### What this task involves
Render every line of the rows below as a numbered list, omitting any blank lines.

Data entries:

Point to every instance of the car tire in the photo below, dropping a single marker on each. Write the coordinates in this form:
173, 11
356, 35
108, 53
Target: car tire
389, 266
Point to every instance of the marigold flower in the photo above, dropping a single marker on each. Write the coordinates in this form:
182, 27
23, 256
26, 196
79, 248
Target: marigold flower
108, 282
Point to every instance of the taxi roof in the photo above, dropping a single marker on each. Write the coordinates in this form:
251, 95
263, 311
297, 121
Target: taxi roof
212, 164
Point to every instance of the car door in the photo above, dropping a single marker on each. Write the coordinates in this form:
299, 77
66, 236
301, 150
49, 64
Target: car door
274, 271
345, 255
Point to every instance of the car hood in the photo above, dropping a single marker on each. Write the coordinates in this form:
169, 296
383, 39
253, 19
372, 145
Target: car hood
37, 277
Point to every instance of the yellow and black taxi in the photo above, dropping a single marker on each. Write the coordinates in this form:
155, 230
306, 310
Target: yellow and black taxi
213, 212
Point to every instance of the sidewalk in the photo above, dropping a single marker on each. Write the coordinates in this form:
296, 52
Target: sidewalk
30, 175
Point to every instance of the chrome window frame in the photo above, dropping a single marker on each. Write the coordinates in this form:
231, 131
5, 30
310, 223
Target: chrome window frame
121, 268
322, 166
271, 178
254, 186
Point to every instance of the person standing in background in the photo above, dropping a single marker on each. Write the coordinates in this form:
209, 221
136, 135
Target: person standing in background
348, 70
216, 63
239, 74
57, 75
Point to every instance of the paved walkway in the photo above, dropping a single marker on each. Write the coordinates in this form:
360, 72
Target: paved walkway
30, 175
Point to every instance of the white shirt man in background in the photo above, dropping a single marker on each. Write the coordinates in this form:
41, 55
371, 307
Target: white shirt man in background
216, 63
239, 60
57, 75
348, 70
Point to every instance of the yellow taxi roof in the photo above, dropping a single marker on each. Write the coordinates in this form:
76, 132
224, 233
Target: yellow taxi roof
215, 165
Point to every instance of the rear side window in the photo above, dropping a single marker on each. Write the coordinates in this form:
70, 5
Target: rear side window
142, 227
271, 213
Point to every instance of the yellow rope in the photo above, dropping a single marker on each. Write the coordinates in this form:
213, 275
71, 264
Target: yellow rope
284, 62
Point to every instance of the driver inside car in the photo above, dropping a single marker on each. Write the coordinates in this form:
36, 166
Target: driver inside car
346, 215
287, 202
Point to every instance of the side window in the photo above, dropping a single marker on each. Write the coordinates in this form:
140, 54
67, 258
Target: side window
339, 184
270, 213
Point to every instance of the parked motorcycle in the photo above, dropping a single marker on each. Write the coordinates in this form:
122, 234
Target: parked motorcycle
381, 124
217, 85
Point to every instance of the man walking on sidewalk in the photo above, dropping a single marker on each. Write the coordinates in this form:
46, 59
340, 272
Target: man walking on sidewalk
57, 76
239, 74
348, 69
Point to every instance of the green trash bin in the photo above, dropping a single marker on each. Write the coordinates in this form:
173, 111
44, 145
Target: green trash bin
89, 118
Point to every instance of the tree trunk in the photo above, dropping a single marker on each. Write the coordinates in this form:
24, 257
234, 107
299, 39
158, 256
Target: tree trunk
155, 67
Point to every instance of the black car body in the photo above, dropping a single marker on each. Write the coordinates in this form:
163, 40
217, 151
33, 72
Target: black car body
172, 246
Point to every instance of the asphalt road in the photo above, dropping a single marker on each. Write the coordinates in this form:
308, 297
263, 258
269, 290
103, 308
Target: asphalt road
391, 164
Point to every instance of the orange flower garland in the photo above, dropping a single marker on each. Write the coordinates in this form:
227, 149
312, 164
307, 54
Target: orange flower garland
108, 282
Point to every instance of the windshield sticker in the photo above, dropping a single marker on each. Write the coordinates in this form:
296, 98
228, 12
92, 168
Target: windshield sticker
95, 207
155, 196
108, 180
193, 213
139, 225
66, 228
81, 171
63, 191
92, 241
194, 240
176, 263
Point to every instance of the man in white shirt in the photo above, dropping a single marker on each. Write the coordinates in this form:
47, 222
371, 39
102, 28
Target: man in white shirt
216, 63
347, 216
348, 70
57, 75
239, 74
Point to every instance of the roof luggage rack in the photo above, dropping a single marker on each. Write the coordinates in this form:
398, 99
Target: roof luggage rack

### In response
1. Point to every instance of the car tire in the photo below, dropping a single marker on each. Write the coordinates in this form:
2. 173, 11
3. 356, 35
4. 108, 53
5. Target: car tire
6. 389, 266
7. Point to every instance of the marigold flower in the photo above, dropping a single marker on each. Write the coordinates in this form:
8. 182, 27
9. 23, 256
10. 26, 196
11. 79, 248
12. Target: marigold flower
13. 108, 282
14. Point to every instance of the taxi roof in the photo above, dropping a single marker on each. Write the coordinates in this form:
15. 251, 95
16. 263, 311
17. 297, 121
18. Target: taxi roof
19. 212, 164
20. Point to every instance of the car door in the photo above, dropping a single marker on each. Write the coordinates in this form:
21. 299, 77
22. 66, 236
23. 301, 150
24. 49, 64
25. Target: car door
26. 274, 271
27. 345, 255
28. Point to every instance of the car hood in the photo above, dropping a single marker on each. Write the coordinates in this form:
29. 169, 296
30. 383, 39
31. 253, 19
32. 372, 145
33. Target: car hood
34. 37, 277
35. Point to every instance of the yellow and black taxi in the photo above, dropping a single marker on each. Write the coordinates in this form:
36. 155, 230
37. 306, 310
38. Target: yellow and black taxi
39. 213, 212
40. Point to every instance of the sidewalk in the photo above, dropping a single marker on each. Write the coordinates in this form:
41. 296, 52
42. Target: sidewalk
43. 30, 175
44. Point to every instance of the chrome window frame in the photo above, dropping a single marker on each. Write the coordinates in this form:
45. 231, 131
46. 5, 30
47. 310, 223
48. Target: chrome window frame
49. 121, 268
50. 322, 166
51. 271, 178
52. 254, 186
53. Point to every instance of the person standing in background in the photo above, dropping a single marker on each. Write the coordinates in this form:
54. 209, 221
55. 136, 135
56. Target: person standing in background
57. 348, 70
58. 216, 63
59. 239, 74
60. 57, 75
61. Point to every instance of the paved walkway in the photo above, dropping a single marker on each. Write the coordinates in this form:
62. 360, 72
63. Target: paved walkway
64. 30, 175
65. Point to every instance of the white shirt man in background in the photo above, dropping a single marker on each. Write the coordinates in this form:
66. 41, 55
67. 371, 307
68. Target: white shirt man in background
69. 216, 63
70. 239, 60
71. 57, 75
72. 348, 70
73. Point to every instance of the yellow taxi roof in the photo above, dropping a single marker on each. Write the coordinates in this form:
74. 76, 132
75. 224, 233
76. Target: yellow taxi roof
77. 215, 165
78. Point to every instance of the rear side window in the photo above, dropping a single marker on each. Write the coordinates in this form:
79. 70, 5
80. Target: rear side window
81. 142, 227
82. 271, 213
83. Point to every instance of the yellow rope in the photo above, dropping a single marker on each. Write the coordinates in this form:
84. 213, 275
85. 71, 264
86. Target: yellow rope
87. 284, 62
88. Point to every instance of the driver inside car in the photo above, dropping a single marker on each. Write the coordinates in this form:
89. 36, 166
90. Target: driver inside car
91. 346, 215
92. 287, 202
93. Point to every instance of the side window in the photo above, dropping a single marker on each. Write the coordinates in this form:
94. 140, 54
95. 67, 258
96. Target: side window
97. 339, 184
98. 270, 213
99. Point to every instance of the parked motorcycle in the photo above, dropping a single marker on each. Write the coordinates in this form:
100. 122, 234
101. Target: parked motorcycle
102. 381, 124
103. 217, 85
104. Point to every instance of the man walking on sidewalk in the photo above, dropping a single marker on each. Write the coordinates in this form:
105. 46, 59
106. 340, 272
107. Target: man walking on sidewalk
108. 57, 76
109. 239, 74
110. 348, 69
111. Point to every instance of the green trash bin in the photo above, dropping a single marker on each. Write the coordinates in this form:
112. 173, 111
113. 44, 145
114. Target: green trash bin
115. 89, 118
116. Point to every instance of the tree trunk in the photo above, dropping a single marker on each. Write the coordinates in this form:
117. 24, 257
118. 234, 107
119. 299, 39
120. 158, 256
121. Target: tree trunk
122. 155, 67
123. Point to every instance of the black car body in the photo above, dropping a single marker on each. Write the coordinates in this form:
124. 163, 40
125. 217, 151
126. 33, 72
127. Target: black car body
128. 172, 246
129. Point to every instance of the asphalt road in the photo above, dropping a single marker on each. Write the coordinates in this form:
130. 308, 297
131. 263, 258
132. 269, 290
133. 103, 308
134. Target: asphalt road
135. 391, 164
136. Point to every instance of the orange flower garland in the photo above, dropping a single marker on each. Write the coordinates in this form:
137. 227, 149
138. 312, 164
139. 307, 54
140. Target: orange flower garland
141. 108, 282
142. Point to every instance of the windshield sticker in the photo above, dropping a single marker on each. Write the coordinates in this form:
143. 296, 98
144. 228, 12
145. 92, 168
146. Target: windshield sticker
147. 95, 207
148. 155, 196
149. 108, 180
150. 193, 213
151. 139, 225
152. 66, 228
153. 81, 171
154. 63, 191
155. 92, 241
156. 194, 240
157. 176, 263
158. Point to every instance of the man in white shirt in the photo above, dropping a single marker on each. Write the coordinates in this form:
159. 47, 222
160. 371, 39
161. 102, 28
162. Target: man in white shirt
163. 216, 63
164. 347, 216
165. 348, 70
166. 57, 75
167. 239, 74
168. Point to every instance of the roof luggage rack in the photo above, dropping a single marker on each. Write the coordinates in this form:
169. 398, 99
170. Target: roof luggage rack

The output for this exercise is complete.